Data for the task:
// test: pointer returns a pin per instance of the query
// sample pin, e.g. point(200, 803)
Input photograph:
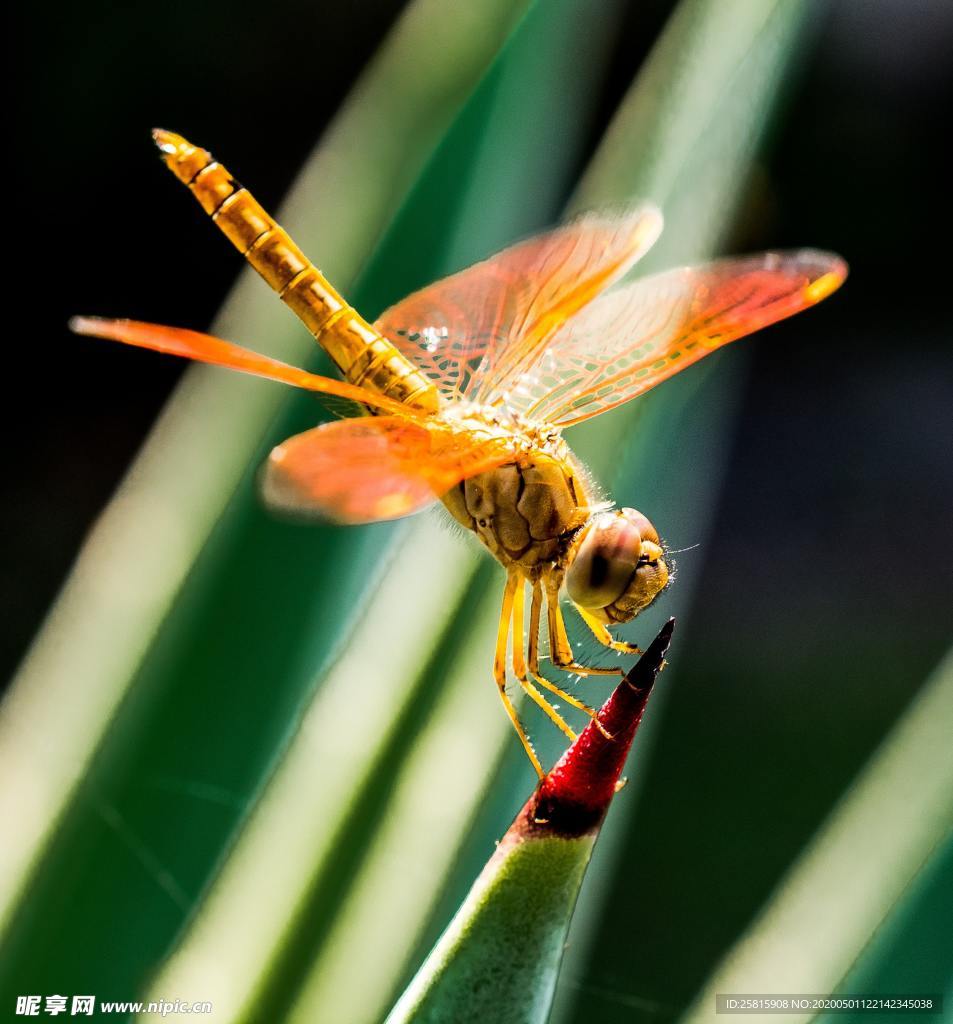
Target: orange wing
point(364, 470)
point(474, 331)
point(206, 348)
point(641, 334)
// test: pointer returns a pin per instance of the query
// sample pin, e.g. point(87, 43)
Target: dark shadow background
point(831, 557)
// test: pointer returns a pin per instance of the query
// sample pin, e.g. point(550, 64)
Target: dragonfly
point(465, 387)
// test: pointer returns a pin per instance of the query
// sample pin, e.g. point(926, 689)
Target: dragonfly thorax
point(527, 511)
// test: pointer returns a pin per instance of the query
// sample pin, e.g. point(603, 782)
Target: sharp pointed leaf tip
point(575, 795)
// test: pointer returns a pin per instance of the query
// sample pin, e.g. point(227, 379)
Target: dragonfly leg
point(560, 649)
point(604, 636)
point(500, 668)
point(534, 615)
point(519, 666)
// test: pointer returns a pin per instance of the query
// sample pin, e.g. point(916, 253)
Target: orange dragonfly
point(470, 383)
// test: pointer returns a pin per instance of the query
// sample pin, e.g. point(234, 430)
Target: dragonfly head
point(616, 566)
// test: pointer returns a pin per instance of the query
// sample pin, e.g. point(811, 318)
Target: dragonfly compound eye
point(616, 567)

Short exercise: Please rewrite all of the items above as a numbered list, leaving out blank lines and any pictures.

Task solution:
1. // test: pointer returns a pin per instance of the query
2. // sample pin, e.g. point(200, 803)
3. Input photograph:
4. Target: orange wing
5. point(364, 470)
6. point(474, 331)
7. point(206, 348)
8. point(641, 334)
9. // test: pointer returns a pin per instance of the query
10. // sample pin, e.g. point(87, 43)
11. Target: dark shadow background
12. point(831, 557)
13. // test: pointer returns a pin per instance of the query
14. // sample pin, e.g. point(550, 64)
15. Target: dragonfly
16. point(465, 387)
17. // test: pointer returns a pin per instance of the query
18. // sample pin, e.g. point(926, 689)
19. Target: dragonfly thorax
20. point(527, 511)
21. // test: pointer returns a pin per instance of the query
22. // sample pin, e.g. point(603, 782)
23. Target: sharp pointed leaf tip
24. point(575, 795)
25. // test: pointer returns a pin per instance of the query
26. // sample pin, e.g. point(227, 379)
27. Target: dragonfly leg
28. point(560, 649)
29. point(604, 636)
30. point(500, 668)
31. point(534, 615)
32. point(519, 666)
33. // test: pointer returns a pin per instance of the query
34. // sample pin, e.g. point(916, 253)
35. Target: orange dragonfly
36. point(470, 383)
37. // test: pointer returns a pin per instance of the query
38. // sample pin, e.g. point(234, 430)
39. Target: dragonfly head
40. point(616, 566)
41. // test: pointer returns a pin per instance of the query
42. // sample pin, e.g. point(811, 318)
43. Target: dragonfly compound eye
44. point(616, 567)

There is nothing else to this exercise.